**** Material shown ****

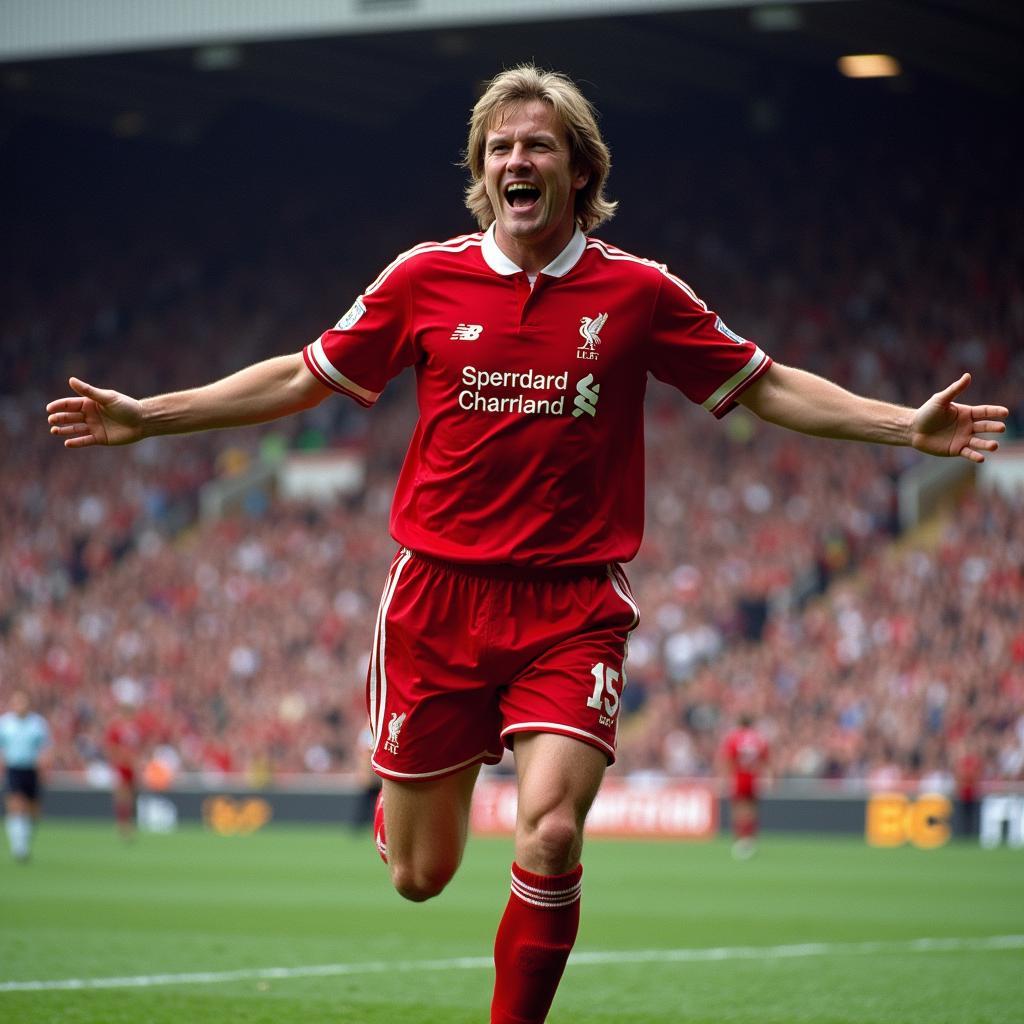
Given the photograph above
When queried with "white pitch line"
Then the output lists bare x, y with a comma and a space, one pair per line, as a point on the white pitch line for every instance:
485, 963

****
**** Material shown ****

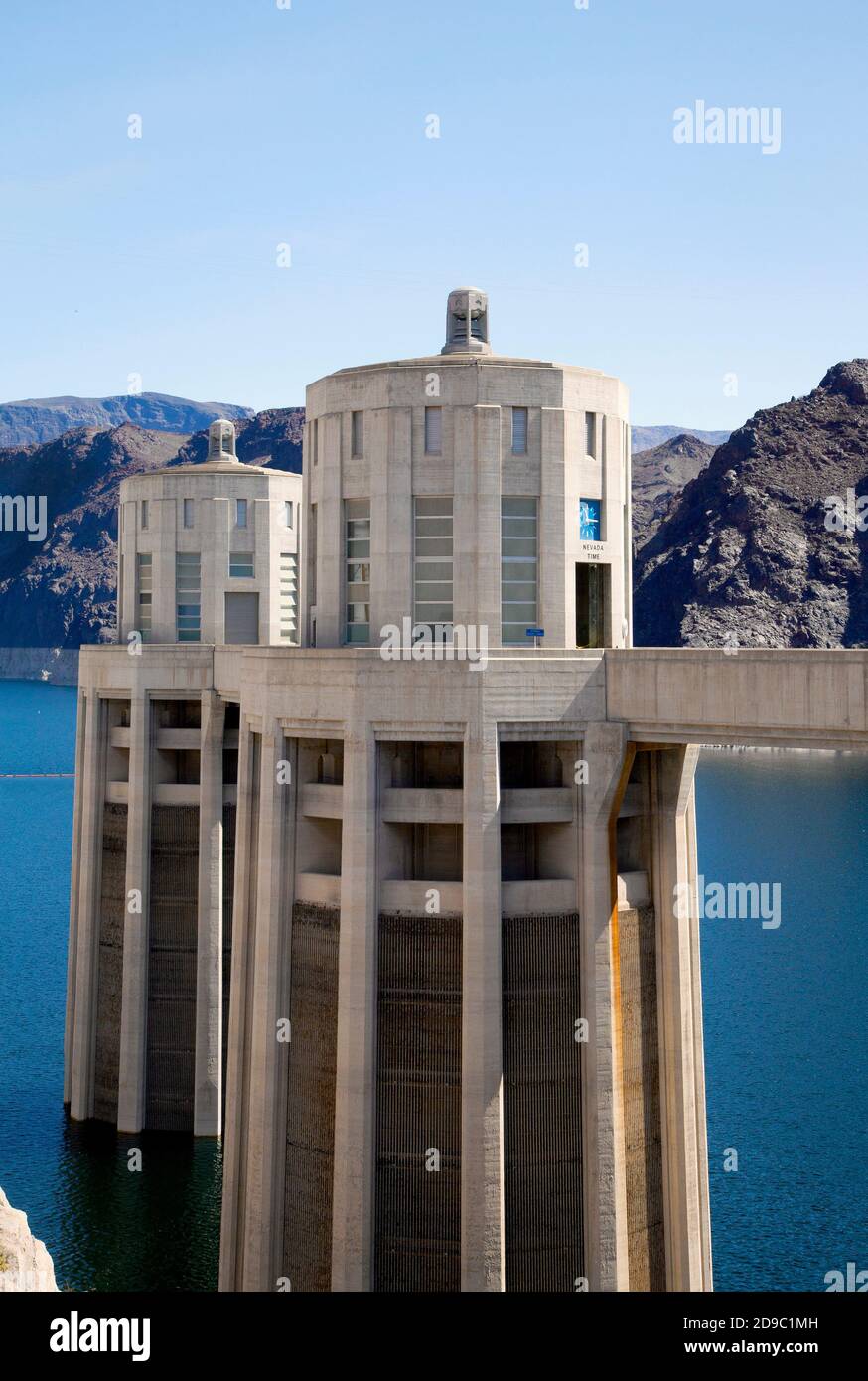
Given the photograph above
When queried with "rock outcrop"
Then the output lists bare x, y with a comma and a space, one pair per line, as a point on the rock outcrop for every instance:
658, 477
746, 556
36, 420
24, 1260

****
**** Material shown ****

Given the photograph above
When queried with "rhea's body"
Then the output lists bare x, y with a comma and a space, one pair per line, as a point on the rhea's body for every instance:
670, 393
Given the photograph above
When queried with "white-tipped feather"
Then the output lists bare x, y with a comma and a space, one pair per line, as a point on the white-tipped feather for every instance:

****

## What the task asks
Which lines in the data above contain the word "body"? Pick out each one and copy it in full.

## Written response
When queried with "rhea's body"
Then the output lists bare x, y with a comma and a space, one pair per line, as a point on the rhea's body for every instance:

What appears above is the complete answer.